* **Extract**
==================================================

Question

The characteristic roots of the two rowed orthogonal matrix $\left[\begin{array}{cc}\cos \theta & \sin \theta \\ \sin \theta & \cos \theta \end{array}\right]$ are $\lambda$ and $\overline{\lambda }$. ($\lambda$ lies in $I$ quadrant for $\theta \in (0,{90}^o))$, then ${\lambda }^5$ is equal to

• A. $\cos 5\theta -i\sin 5\theta$
• B. $\cos 5\theta +i\sin 5\theta$
• C. ${\cos }^5\theta -i{\sin }^5\theta$
• D. ${\cos }^5\theta +i{\sin }^5\theta$

Answer 1

The correct option is B $\cos 5\theta +i\sin 5\theta$

We have,
$|A-\lambda I|=\left[\begin{array}{cc}\cos \theta -\lambda & -\sin \theta \\ \sin \theta & \cos \theta -\lambda \end{array}\right]$

$=(\cos \theta -\lambda {)}^2+{\sin }^2\theta$

Therefore, characteristic equation of $A$ is
$(\cos \theta -\lambda {)}^2+{\sin }^2\theta =0$

or $\cos \theta -\lambda =\pm i\sin \theta$

or $\lambda =\cos \theta \pm i\sin \theta$ which are of unit modulus.

==================================================

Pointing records
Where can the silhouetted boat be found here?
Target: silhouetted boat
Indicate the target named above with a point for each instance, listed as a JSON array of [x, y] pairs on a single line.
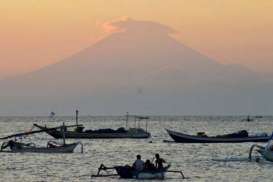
[[51, 147], [265, 151], [79, 131], [126, 172], [238, 137], [101, 133], [19, 147]]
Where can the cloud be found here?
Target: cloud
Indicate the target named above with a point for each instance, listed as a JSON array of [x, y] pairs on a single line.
[[128, 24], [110, 27]]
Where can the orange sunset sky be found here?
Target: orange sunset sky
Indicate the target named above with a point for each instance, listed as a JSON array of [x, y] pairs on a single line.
[[37, 33]]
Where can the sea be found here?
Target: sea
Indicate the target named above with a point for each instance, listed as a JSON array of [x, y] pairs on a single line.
[[198, 162]]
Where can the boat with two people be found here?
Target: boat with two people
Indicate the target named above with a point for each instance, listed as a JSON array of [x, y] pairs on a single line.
[[265, 151], [201, 137], [148, 171], [80, 133], [14, 146]]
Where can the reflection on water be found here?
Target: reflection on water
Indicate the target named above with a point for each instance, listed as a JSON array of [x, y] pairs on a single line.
[[200, 162]]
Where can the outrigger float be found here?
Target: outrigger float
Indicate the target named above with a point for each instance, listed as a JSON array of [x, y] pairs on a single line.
[[126, 172], [13, 146], [265, 151]]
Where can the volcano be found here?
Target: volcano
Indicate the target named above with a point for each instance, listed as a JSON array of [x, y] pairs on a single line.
[[140, 69]]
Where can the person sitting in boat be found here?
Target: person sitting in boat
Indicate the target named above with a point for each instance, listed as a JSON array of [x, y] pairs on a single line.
[[138, 164], [159, 162], [148, 166]]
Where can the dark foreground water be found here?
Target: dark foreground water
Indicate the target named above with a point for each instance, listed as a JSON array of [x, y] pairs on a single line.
[[199, 162]]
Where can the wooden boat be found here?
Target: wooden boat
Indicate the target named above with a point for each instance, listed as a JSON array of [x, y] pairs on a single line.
[[51, 147], [103, 133], [19, 147], [79, 132], [265, 151], [126, 172], [229, 138]]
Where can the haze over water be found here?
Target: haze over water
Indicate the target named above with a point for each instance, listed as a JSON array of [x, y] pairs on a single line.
[[199, 162]]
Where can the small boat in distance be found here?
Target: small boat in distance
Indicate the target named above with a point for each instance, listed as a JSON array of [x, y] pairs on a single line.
[[265, 151], [238, 137], [13, 146], [52, 147], [79, 132], [126, 172]]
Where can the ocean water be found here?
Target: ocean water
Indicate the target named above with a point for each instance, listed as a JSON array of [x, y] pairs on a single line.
[[199, 162]]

==================================================

* **Exercise**
Please write out the matrix solution again between "Therefore, characteristic equation" and "of unit modulus.", inclusive, substituting "magnitude" for "modulus".

* **Solution to the exercise**
Therefore, characteristic equation of $A$ is
$(\cos \theta -\lambda {)}^2+{\sin }^2\theta =0$

or $\cos \theta -\lambda =\pm i\sin \theta$

or $\lambda =\cos \theta \pm i\sin \theta$ which are of unit magnitude.